### [PROBLEM]
Rewrite every line of the records below as a Markdown table with two columns, "Row" for the row number and "Line" for the line itself. Omit blank lines.

Records from a data source
+ + +

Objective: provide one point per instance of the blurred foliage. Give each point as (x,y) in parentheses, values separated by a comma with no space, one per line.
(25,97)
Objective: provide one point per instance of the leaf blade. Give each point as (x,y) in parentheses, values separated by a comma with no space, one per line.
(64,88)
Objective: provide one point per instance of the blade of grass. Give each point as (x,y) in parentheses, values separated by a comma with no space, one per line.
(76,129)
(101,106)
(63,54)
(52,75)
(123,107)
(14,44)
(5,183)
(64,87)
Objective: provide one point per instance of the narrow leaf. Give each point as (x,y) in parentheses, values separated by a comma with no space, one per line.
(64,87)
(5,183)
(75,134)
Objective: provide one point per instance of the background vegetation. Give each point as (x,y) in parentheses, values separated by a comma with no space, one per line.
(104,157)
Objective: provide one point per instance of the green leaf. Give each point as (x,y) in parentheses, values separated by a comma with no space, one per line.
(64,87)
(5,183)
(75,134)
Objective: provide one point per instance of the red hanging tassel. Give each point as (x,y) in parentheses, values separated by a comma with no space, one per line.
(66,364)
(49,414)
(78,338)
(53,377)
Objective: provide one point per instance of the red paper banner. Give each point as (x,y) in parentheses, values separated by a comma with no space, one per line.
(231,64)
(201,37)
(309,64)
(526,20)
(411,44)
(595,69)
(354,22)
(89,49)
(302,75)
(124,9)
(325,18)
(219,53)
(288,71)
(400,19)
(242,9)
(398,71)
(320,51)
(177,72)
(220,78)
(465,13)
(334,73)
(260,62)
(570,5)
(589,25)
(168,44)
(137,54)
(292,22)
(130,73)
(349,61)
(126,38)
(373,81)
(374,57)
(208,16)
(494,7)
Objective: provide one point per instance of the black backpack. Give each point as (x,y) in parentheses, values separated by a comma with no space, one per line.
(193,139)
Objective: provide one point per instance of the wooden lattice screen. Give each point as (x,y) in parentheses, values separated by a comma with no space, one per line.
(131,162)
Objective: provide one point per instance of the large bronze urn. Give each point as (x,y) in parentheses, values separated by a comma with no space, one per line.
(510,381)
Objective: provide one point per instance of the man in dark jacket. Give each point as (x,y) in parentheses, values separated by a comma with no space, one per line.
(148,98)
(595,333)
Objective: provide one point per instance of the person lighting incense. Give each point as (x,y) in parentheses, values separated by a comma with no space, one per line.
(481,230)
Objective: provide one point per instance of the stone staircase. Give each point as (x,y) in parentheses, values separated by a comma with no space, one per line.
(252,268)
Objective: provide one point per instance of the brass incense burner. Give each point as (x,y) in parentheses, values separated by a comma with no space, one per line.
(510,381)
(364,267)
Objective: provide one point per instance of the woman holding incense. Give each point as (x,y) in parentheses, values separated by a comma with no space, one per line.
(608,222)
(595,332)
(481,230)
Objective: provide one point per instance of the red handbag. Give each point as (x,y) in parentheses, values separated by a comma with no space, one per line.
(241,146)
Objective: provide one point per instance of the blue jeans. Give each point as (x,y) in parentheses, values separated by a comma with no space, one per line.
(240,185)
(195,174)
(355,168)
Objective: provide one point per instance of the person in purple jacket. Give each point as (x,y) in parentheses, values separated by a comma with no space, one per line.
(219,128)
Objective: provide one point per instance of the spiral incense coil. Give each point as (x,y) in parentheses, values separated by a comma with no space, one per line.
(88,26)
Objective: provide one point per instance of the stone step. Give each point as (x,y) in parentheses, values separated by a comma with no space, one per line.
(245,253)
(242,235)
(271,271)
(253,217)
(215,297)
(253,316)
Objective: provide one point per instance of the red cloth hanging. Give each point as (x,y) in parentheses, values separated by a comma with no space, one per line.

+ + +

### [WRITTEN SOLUTION]
| Row | Line |
|---|---|
| 1 | Objective: provide one point per instance of the blurred foliage. Give each point as (x,y) in parentheses, values separated by a comma with no space, one per line. |
| 2 | (25,97) |
| 3 | Objective: provide one point per instance of the leaf blade. Give each point as (x,y) in parentheses, values separated by a comma with no space, one per line. |
| 4 | (64,88) |
| 5 | Objective: provide one point per instance of the blade of grass. Give each point as (x,y) in parentheses, values separated by a comma with no space, one per line. |
| 6 | (76,129) |
| 7 | (101,106) |
| 8 | (63,54) |
| 9 | (52,75) |
| 10 | (123,107) |
| 11 | (14,44) |
| 12 | (5,183) |
| 13 | (64,87) |
| 14 | Objective: provide one point per instance of the narrow leaf. Give each point as (x,y) in parentheses, values separated by a comma with no space, one per line. |
| 15 | (64,87) |
| 16 | (5,183) |
| 17 | (75,134) |
| 18 | Objective: provide one point per instance of the background vegetation. Give each point as (x,y) in parentheses, values separated by a comma with no space, one per line. |
| 19 | (104,157) |
| 20 | Objective: provide one point per instance of the green leaf. Give each point as (x,y) in parentheses, values separated by a comma with no space, one per line. |
| 21 | (64,87) |
| 22 | (5,183) |
| 23 | (75,134) |
| 24 | Objective: provide one point per instance of the red hanging tassel. Give each point as (x,y) in parentheses, values separated by a comma with no space, one per line. |
| 25 | (66,364) |
| 26 | (49,414) |
| 27 | (78,338) |
| 28 | (53,377) |
| 29 | Objective: provide one point per instance of the red paper banner. Give each point as (x,y) in parentheses, values separated by a comma with no space, one per line. |
| 30 | (231,64) |
| 31 | (201,37) |
| 32 | (309,64) |
| 33 | (526,20) |
| 34 | (411,44) |
| 35 | (595,69) |
| 36 | (354,22) |
| 37 | (89,49) |
| 38 | (302,75) |
| 39 | (124,9) |
| 40 | (325,18) |
| 41 | (219,53) |
| 42 | (288,71) |
| 43 | (400,19) |
| 44 | (242,9) |
| 45 | (398,71) |
| 46 | (320,51) |
| 47 | (177,72) |
| 48 | (220,78) |
| 49 | (465,13) |
| 50 | (334,73) |
| 51 | (260,62) |
| 52 | (570,5) |
| 53 | (589,25) |
| 54 | (168,44) |
| 55 | (137,54) |
| 56 | (292,22) |
| 57 | (130,73) |
| 58 | (349,61) |
| 59 | (126,38) |
| 60 | (373,81) |
| 61 | (374,57) |
| 62 | (208,16) |
| 63 | (494,7) |
| 64 | Objective: provide one point per instance of the black backpack. Give each point as (x,y) in parentheses, values separated by a comma with no space, one per line. |
| 65 | (193,139) |
| 66 | Objective: provide one point per instance of the wooden lattice screen. Give each point as (x,y) in parentheses, values separated by a comma with no space, one per line. |
| 67 | (131,162) |
| 68 | Objective: provide one point per instance of the large bronze urn. Give each point as (x,y) in parentheses, values separated by a comma with no space, one per line. |
| 69 | (510,381) |
| 70 | Objective: provide one point per instance of the man in dark jacket. Give each point as (x,y) in parentheses, values separated by a comma with no space, one per line. |
| 71 | (148,98) |
| 72 | (595,333) |
| 73 | Objective: provide one point per instance of the person lighting incense. Give each point as (x,y) in parentheses, values separated by a comma with no space, one per line. |
| 74 | (481,230) |
| 75 | Objective: provide one point per instance of the stone staircase. Give each point as (x,y) in parentheses, values separated by a comma with no space, one per line. |
| 76 | (252,268) |
| 77 | Objective: provide one point per instance of the brass incense burner. Give each point as (x,y) in parentheses, values separated by a comma with no space, one per line. |
| 78 | (510,381) |
| 79 | (364,267) |
| 80 | Objective: provide one point per instance of the woman holding incense. Give each point as (x,y) in parentheses, values separated by a comma with no space, one per line. |
| 81 | (608,222) |
| 82 | (595,332) |
| 83 | (481,230) |
| 84 | Objective: provide one point per instance of the red handbag. Give each point as (x,y) in parentheses, values separated by a comma with no space, one per line. |
| 85 | (241,146) |
| 86 | Objective: provide one point per instance of the blue jeans. Give each point as (x,y) in parentheses, values separated by a comma with no space, one per line. |
| 87 | (240,185) |
| 88 | (195,174) |
| 89 | (355,168) |
| 90 | Objective: provide one point per instance of the person in purple jacket. Give each point as (x,y) in parentheses, values separated by a comma with no space, one per line. |
| 91 | (219,128) |
| 92 | Objective: provide one point per instance of the spiral incense coil. Give each point as (x,y) in parentheses, values separated by a comma with no space, one per line. |
| 93 | (88,26) |
| 94 | Objective: provide one point per instance of the stone step. Give each point as (x,y) in parentheses, values separated by a comma with no space, one per line. |
| 95 | (245,253) |
| 96 | (242,235) |
| 97 | (271,271) |
| 98 | (253,217) |
| 99 | (215,297) |
| 100 | (253,316) |
| 101 | Objective: provide one point per instance of the red cloth hanging. Give each point as (x,y) in parentheses, values separated by a comma with no space, one per line. |